Your output is to consist only of the line containing "Q: For every instance of the green vegetation" and the lines after it, through the end of the data, reproduced exactly.

> Extracted records
----------
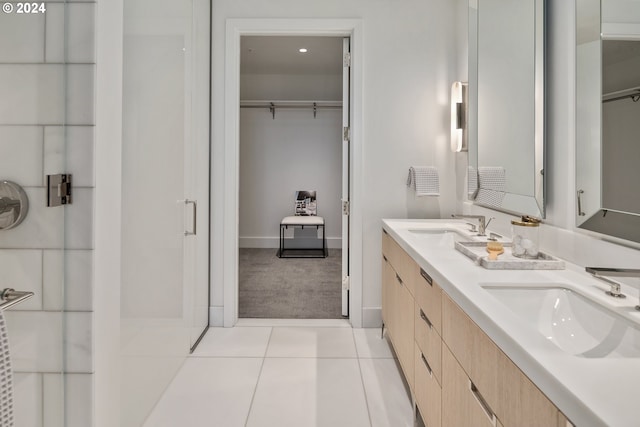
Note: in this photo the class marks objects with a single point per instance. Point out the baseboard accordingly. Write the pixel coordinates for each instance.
(371, 317)
(274, 242)
(216, 316)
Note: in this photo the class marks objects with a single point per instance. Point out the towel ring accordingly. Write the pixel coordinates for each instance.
(14, 205)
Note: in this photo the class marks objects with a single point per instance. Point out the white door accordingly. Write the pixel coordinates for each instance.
(346, 72)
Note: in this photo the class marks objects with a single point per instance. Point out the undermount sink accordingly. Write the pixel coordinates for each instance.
(571, 321)
(447, 234)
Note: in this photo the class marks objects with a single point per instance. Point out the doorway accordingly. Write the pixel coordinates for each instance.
(224, 258)
(294, 93)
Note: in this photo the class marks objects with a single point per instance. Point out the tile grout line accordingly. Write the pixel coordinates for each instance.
(364, 389)
(255, 389)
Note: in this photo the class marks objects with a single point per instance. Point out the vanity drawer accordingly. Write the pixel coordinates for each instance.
(428, 393)
(428, 341)
(429, 297)
(522, 403)
(473, 349)
(401, 262)
(463, 404)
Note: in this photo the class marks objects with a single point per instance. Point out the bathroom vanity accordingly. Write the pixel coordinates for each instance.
(475, 349)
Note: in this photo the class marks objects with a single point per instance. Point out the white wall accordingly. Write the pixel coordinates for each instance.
(409, 54)
(47, 71)
(279, 156)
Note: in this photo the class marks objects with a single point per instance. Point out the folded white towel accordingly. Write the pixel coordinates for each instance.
(490, 198)
(472, 182)
(492, 178)
(424, 180)
(6, 378)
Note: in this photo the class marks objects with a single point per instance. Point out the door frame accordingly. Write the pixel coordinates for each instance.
(235, 28)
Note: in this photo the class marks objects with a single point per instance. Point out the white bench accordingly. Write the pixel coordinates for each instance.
(302, 222)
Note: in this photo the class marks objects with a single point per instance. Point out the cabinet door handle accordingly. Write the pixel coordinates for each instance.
(426, 319)
(426, 277)
(424, 360)
(483, 403)
(580, 212)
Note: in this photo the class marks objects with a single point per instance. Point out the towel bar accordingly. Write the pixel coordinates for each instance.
(12, 297)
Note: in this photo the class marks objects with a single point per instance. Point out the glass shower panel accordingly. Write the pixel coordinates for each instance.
(161, 118)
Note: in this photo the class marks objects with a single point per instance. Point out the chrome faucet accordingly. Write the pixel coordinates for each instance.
(604, 274)
(482, 222)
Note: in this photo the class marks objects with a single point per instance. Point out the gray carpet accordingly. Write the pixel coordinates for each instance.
(293, 288)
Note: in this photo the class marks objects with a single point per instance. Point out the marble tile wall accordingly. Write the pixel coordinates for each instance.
(47, 105)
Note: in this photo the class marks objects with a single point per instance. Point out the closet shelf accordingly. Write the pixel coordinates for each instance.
(273, 105)
(633, 93)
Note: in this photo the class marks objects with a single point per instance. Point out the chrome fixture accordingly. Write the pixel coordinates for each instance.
(601, 272)
(11, 297)
(14, 205)
(459, 117)
(482, 222)
(59, 189)
(494, 236)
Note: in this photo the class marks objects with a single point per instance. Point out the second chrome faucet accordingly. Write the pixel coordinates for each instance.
(482, 222)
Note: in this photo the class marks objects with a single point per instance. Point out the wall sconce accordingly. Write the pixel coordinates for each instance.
(459, 116)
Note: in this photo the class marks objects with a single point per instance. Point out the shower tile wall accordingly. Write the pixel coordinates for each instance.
(47, 77)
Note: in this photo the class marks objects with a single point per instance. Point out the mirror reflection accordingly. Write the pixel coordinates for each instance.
(506, 105)
(608, 117)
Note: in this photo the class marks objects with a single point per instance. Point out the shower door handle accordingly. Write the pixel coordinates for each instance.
(194, 217)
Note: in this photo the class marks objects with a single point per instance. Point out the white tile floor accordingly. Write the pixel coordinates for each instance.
(276, 374)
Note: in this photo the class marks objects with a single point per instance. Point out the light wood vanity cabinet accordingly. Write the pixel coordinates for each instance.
(398, 316)
(458, 376)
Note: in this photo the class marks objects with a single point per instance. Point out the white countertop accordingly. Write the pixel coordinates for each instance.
(589, 391)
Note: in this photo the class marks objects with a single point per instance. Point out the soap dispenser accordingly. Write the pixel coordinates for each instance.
(525, 237)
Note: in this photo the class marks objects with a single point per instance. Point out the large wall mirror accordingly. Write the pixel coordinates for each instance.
(608, 117)
(506, 105)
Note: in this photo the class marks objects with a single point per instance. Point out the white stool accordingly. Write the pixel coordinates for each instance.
(302, 222)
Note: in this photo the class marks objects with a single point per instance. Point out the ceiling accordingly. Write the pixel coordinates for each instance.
(280, 55)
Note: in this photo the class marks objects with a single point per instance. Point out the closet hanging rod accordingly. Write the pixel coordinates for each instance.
(291, 104)
(10, 297)
(274, 105)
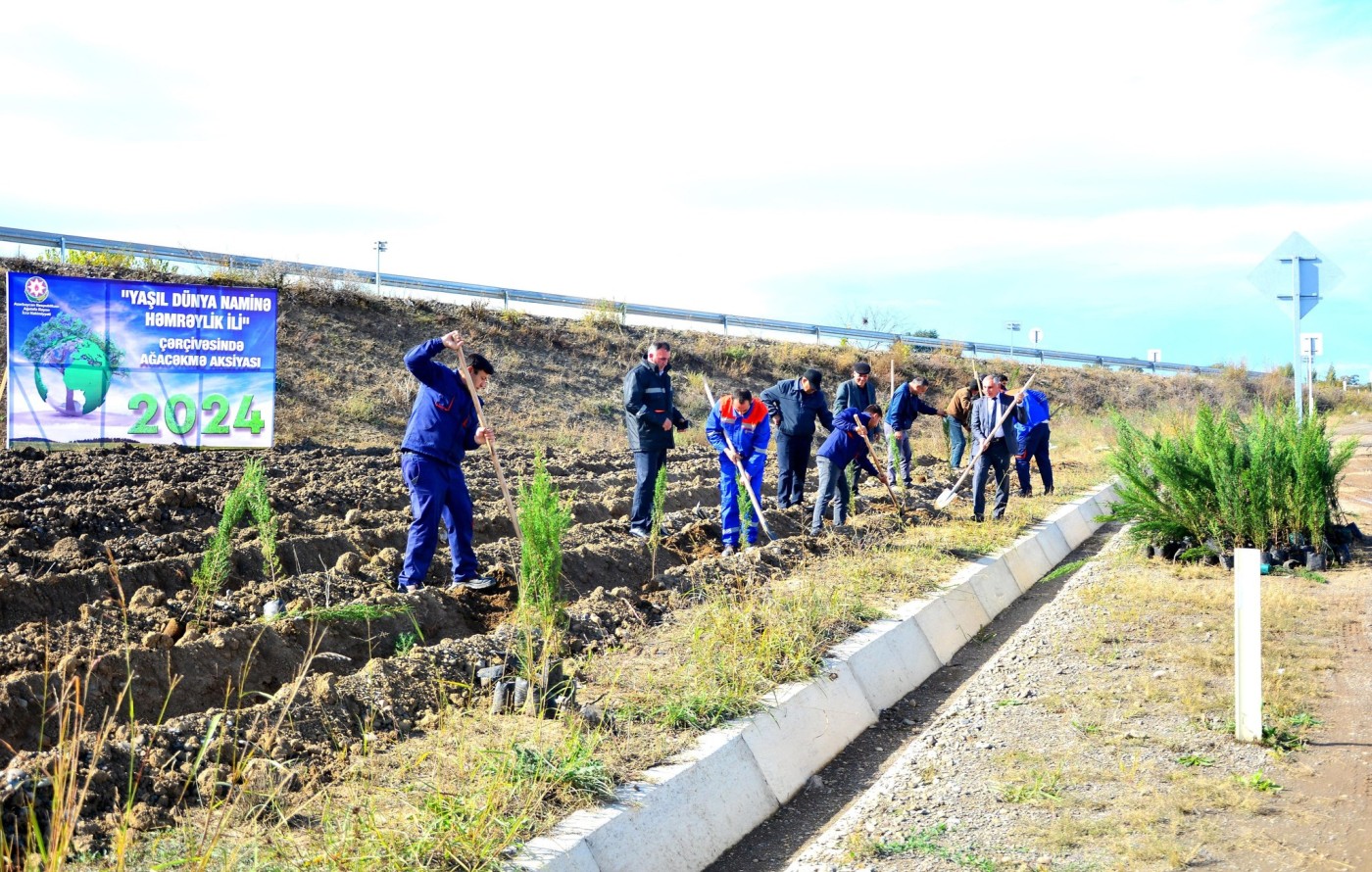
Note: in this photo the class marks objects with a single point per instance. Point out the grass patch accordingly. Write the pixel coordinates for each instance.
(350, 611)
(1066, 569)
(926, 842)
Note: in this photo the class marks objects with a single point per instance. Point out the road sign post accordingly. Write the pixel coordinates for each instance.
(1312, 346)
(1298, 271)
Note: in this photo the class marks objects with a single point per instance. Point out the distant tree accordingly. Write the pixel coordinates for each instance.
(881, 321)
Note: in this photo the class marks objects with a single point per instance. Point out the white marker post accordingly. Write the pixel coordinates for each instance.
(1248, 645)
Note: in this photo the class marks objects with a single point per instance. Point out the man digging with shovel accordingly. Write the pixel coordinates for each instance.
(740, 429)
(994, 433)
(443, 426)
(844, 446)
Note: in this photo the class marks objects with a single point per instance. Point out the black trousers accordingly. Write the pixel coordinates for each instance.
(792, 460)
(997, 457)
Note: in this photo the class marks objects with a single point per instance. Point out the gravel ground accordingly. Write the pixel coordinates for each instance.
(949, 785)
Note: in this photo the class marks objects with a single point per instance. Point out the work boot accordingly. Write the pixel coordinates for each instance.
(475, 583)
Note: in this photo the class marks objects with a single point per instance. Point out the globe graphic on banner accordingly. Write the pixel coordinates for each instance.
(73, 377)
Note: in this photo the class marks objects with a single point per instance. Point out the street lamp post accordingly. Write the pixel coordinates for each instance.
(380, 247)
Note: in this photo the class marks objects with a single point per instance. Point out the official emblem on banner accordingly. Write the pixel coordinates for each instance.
(36, 289)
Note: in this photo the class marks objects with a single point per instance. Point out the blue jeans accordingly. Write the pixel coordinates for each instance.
(438, 491)
(792, 460)
(1033, 446)
(647, 463)
(833, 490)
(903, 449)
(956, 440)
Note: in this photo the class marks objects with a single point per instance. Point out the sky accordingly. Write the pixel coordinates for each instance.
(1107, 173)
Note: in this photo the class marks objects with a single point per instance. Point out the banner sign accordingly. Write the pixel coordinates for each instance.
(96, 363)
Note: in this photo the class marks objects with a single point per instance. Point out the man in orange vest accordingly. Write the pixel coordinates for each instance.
(750, 431)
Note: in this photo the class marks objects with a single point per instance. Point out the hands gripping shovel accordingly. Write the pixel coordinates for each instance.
(480, 419)
(871, 453)
(738, 465)
(951, 494)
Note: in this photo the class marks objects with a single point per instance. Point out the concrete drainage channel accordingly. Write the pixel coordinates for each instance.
(685, 813)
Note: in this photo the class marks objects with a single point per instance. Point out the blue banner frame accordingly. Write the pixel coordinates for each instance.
(98, 363)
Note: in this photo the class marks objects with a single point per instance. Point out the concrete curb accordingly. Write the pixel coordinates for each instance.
(689, 810)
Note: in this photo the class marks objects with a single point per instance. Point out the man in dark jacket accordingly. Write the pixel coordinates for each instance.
(905, 408)
(858, 392)
(795, 405)
(957, 419)
(651, 417)
(443, 426)
(844, 446)
(992, 440)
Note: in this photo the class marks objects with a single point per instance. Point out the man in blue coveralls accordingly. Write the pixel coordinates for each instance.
(750, 429)
(443, 426)
(906, 406)
(796, 404)
(1033, 442)
(844, 446)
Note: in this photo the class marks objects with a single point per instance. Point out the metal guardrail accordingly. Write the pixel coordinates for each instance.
(436, 285)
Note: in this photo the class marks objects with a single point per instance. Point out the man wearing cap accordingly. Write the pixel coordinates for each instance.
(443, 426)
(738, 421)
(651, 417)
(992, 439)
(959, 419)
(858, 392)
(1033, 442)
(795, 404)
(846, 445)
(906, 406)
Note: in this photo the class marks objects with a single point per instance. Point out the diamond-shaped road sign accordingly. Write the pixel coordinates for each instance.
(1296, 258)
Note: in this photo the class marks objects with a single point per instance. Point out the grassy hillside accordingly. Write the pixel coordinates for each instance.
(340, 377)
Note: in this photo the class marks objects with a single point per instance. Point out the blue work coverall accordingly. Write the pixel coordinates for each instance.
(905, 408)
(843, 447)
(441, 431)
(751, 435)
(1033, 442)
(795, 412)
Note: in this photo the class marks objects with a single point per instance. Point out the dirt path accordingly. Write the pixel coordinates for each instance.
(928, 778)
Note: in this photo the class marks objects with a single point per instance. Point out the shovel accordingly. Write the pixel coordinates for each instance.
(871, 453)
(738, 465)
(951, 494)
(480, 418)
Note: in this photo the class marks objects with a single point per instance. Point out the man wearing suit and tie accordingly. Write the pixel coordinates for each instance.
(985, 414)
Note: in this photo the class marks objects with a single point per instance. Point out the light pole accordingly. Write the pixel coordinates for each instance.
(380, 247)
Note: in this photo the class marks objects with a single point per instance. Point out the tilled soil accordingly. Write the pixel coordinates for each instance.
(95, 584)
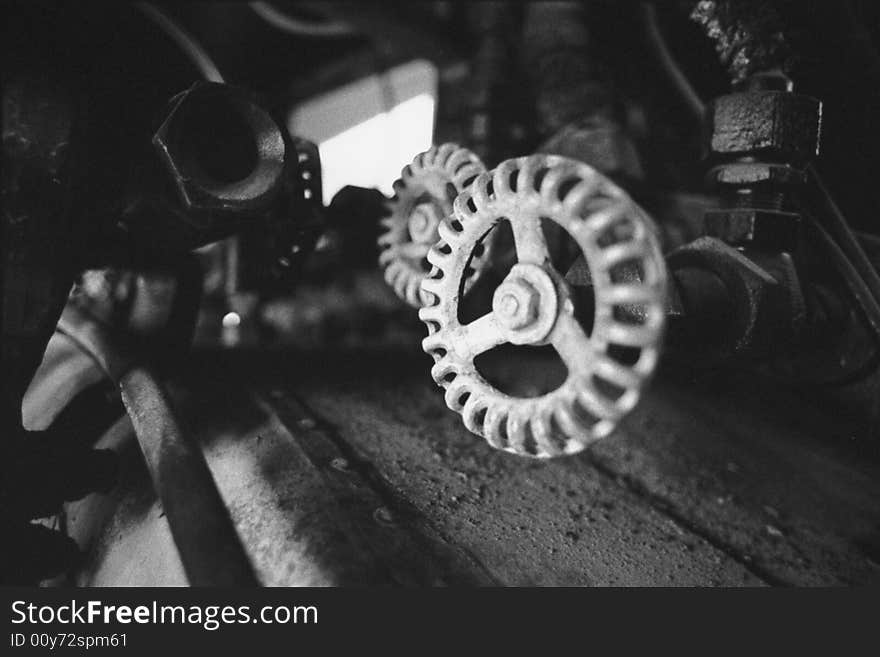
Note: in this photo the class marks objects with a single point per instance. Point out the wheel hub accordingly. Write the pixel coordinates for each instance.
(526, 304)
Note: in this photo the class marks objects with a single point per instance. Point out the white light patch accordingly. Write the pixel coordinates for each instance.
(369, 129)
(372, 153)
(231, 320)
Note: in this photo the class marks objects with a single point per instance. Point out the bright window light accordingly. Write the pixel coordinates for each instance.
(369, 130)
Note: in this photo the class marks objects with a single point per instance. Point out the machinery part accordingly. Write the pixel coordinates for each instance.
(752, 36)
(778, 125)
(203, 532)
(578, 114)
(241, 171)
(297, 26)
(711, 276)
(607, 366)
(760, 142)
(183, 40)
(600, 142)
(423, 198)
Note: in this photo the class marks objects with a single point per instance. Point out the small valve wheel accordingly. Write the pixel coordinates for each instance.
(423, 198)
(608, 365)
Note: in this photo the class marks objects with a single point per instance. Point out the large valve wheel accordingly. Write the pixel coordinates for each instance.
(609, 365)
(423, 198)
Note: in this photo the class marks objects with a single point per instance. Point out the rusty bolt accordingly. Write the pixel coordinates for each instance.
(764, 228)
(775, 124)
(516, 304)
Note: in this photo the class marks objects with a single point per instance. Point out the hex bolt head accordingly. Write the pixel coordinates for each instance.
(516, 304)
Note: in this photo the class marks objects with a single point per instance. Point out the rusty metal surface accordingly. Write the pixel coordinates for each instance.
(535, 306)
(423, 198)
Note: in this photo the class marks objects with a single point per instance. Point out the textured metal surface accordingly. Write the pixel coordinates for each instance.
(423, 196)
(209, 547)
(751, 35)
(534, 305)
(775, 124)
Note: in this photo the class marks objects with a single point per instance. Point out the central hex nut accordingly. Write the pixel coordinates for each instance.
(516, 303)
(423, 223)
(526, 304)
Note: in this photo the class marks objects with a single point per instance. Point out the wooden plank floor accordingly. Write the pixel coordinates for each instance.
(722, 480)
(344, 466)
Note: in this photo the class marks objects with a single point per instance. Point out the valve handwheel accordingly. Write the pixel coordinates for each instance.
(609, 365)
(423, 198)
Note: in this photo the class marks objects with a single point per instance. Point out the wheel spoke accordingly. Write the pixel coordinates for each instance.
(479, 336)
(531, 245)
(571, 343)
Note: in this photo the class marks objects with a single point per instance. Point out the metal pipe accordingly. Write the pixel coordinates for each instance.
(209, 546)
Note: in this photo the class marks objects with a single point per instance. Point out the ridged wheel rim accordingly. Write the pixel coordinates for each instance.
(436, 176)
(612, 232)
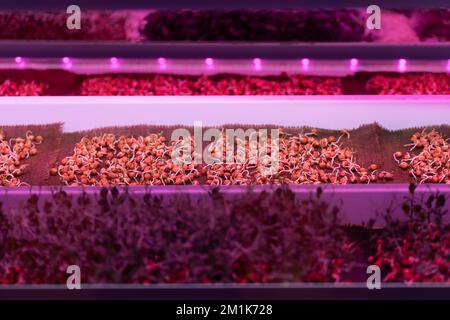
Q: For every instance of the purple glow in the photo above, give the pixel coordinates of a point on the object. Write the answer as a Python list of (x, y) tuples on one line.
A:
[(401, 65), (209, 62), (162, 63), (305, 63), (114, 62), (257, 63)]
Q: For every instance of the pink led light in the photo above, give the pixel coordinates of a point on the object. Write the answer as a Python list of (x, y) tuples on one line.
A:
[(209, 62), (114, 62), (162, 63), (305, 63), (257, 63), (401, 65)]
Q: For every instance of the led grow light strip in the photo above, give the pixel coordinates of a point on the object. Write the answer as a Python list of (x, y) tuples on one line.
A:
[(240, 66), (328, 112)]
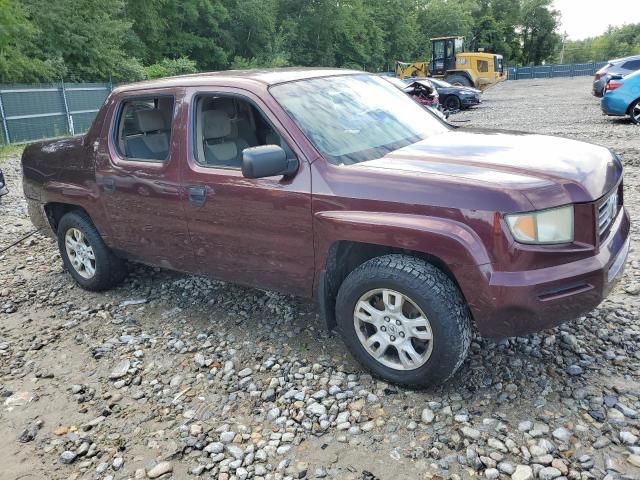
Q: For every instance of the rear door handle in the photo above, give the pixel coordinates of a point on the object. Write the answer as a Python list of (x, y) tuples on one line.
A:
[(197, 195), (109, 184)]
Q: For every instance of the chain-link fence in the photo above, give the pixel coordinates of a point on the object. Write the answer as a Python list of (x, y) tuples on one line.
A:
[(556, 70), (37, 112)]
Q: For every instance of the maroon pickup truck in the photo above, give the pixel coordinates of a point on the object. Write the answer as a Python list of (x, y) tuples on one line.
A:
[(334, 185)]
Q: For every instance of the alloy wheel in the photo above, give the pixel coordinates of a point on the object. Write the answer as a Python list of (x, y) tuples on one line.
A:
[(80, 253), (635, 113), (393, 329)]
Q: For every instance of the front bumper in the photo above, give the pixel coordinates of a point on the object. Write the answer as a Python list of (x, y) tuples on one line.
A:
[(469, 101), (519, 303), (613, 104)]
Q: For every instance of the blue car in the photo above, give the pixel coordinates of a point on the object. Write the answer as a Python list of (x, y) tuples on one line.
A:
[(622, 97)]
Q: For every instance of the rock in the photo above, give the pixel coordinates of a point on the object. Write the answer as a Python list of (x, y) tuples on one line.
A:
[(525, 426), (562, 434), (199, 360), (523, 472), (67, 457), (628, 438), (120, 370), (575, 370), (28, 433), (117, 463), (549, 473), (214, 447), (235, 451), (160, 469), (492, 473), (471, 433), (427, 415), (316, 409)]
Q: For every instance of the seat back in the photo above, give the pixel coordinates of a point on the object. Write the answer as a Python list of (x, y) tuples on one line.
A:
[(220, 148), (152, 143)]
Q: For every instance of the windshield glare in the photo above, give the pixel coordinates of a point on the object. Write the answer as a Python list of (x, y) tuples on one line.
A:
[(354, 118)]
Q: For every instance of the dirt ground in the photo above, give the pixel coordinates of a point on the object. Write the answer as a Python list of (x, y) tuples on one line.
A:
[(200, 378)]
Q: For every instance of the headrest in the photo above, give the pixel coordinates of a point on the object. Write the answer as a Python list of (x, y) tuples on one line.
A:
[(226, 104), (217, 124), (150, 120)]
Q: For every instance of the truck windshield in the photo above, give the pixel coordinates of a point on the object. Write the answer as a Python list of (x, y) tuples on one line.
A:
[(354, 118)]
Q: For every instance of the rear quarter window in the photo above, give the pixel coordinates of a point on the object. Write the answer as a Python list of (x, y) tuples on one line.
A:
[(143, 128), (631, 65)]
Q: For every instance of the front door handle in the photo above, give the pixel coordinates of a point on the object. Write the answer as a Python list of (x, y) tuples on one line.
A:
[(197, 195), (109, 184)]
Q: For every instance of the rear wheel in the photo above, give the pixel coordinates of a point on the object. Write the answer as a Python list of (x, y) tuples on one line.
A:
[(459, 80), (404, 320), (634, 112), (452, 103), (84, 254)]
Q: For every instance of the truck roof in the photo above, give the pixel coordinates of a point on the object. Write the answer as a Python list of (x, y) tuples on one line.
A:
[(264, 76)]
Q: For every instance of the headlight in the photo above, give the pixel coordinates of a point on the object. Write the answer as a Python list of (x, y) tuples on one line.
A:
[(545, 226)]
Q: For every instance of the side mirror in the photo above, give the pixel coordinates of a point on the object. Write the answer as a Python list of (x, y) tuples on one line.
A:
[(267, 161)]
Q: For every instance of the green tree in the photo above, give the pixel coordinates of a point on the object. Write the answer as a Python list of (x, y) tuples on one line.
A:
[(539, 36), (398, 23), (16, 44), (440, 18), (168, 67), (194, 28), (84, 37)]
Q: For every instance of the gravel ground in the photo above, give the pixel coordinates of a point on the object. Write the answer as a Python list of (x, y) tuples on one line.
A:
[(172, 376)]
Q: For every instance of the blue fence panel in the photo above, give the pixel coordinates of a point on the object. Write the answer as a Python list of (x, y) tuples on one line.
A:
[(554, 70), (37, 112)]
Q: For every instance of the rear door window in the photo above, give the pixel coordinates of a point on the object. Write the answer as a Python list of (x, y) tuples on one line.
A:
[(144, 128), (632, 65)]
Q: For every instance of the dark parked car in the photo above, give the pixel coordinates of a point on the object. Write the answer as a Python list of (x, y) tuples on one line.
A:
[(454, 97), (617, 67), (3, 185), (335, 185)]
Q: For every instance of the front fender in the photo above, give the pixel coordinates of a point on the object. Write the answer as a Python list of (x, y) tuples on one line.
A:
[(455, 244), (451, 241)]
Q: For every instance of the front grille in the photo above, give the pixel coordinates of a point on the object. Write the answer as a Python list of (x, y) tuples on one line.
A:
[(607, 213)]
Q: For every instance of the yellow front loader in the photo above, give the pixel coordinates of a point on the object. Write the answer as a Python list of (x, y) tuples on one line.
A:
[(451, 63)]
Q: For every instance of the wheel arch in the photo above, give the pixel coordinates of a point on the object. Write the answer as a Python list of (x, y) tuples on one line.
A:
[(56, 210), (464, 73), (633, 102)]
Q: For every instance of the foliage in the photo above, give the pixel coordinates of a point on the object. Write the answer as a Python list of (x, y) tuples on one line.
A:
[(614, 43), (16, 42), (93, 40), (168, 68)]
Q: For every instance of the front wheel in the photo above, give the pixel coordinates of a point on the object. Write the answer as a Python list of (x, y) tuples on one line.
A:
[(452, 103), (459, 80), (634, 112), (85, 255), (404, 320)]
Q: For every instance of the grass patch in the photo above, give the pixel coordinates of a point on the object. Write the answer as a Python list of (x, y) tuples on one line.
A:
[(10, 151)]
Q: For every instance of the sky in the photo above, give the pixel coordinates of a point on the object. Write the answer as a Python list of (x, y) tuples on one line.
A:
[(589, 18)]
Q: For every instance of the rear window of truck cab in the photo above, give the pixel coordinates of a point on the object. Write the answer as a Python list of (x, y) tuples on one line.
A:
[(355, 118)]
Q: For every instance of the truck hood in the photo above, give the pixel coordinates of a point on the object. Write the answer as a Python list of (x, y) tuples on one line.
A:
[(548, 171)]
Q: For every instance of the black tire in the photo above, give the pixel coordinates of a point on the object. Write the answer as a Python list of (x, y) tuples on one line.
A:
[(433, 292), (109, 269), (634, 112), (452, 103), (459, 80)]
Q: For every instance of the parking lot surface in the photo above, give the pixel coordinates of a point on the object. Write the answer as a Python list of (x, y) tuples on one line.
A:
[(192, 377)]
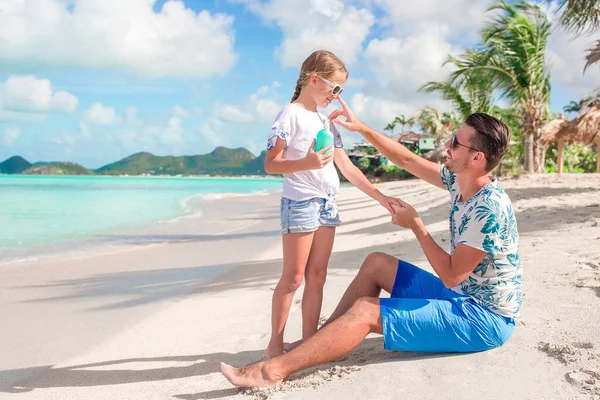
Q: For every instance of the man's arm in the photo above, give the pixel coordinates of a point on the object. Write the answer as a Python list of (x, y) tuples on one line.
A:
[(403, 157), (358, 179), (392, 150), (452, 269)]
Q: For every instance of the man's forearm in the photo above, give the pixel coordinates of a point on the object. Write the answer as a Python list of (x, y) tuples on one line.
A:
[(359, 180), (392, 150), (437, 257)]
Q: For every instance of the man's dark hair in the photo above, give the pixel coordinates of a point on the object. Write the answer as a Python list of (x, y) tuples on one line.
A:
[(491, 138)]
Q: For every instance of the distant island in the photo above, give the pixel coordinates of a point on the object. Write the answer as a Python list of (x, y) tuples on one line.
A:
[(222, 161)]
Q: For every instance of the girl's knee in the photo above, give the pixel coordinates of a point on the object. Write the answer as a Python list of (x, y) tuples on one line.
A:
[(377, 260), (290, 282), (316, 278)]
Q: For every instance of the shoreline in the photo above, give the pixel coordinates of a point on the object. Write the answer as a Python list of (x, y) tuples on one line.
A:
[(99, 241), (169, 329)]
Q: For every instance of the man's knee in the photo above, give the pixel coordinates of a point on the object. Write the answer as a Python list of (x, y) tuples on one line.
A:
[(366, 310), (377, 260)]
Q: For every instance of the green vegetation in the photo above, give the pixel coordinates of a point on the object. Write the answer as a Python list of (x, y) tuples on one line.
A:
[(58, 168), (14, 165), (222, 161)]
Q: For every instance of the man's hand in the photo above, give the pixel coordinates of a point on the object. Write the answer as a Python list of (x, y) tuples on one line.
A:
----------
> Output of the exercise
Q: For every instance of the green vegetation in the photo above, give the pixel coordinates of a point on the object. Write the answer as a Python list of (x, y) tuples on one line.
A:
[(58, 168), (14, 165), (222, 161)]
Q: For every instance of the man's hand in the photo above, give the pixel coordinates of a point on the object. Write the answer as a Python list of (x, y) tuples on one line.
A:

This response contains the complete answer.